The task
In each of the rows below, replace "dot" with "mark" and leave everything else unchanged.

================

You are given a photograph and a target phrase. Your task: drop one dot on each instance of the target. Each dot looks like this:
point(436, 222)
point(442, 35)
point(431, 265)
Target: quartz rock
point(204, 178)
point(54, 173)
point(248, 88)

================

Result below
You are given a photograph and a target phrase. Your task: drop one mark on each instance of the target. Each mark looks like this:
point(436, 222)
point(442, 35)
point(431, 265)
Target: quartz rock
point(204, 178)
point(54, 173)
point(248, 88)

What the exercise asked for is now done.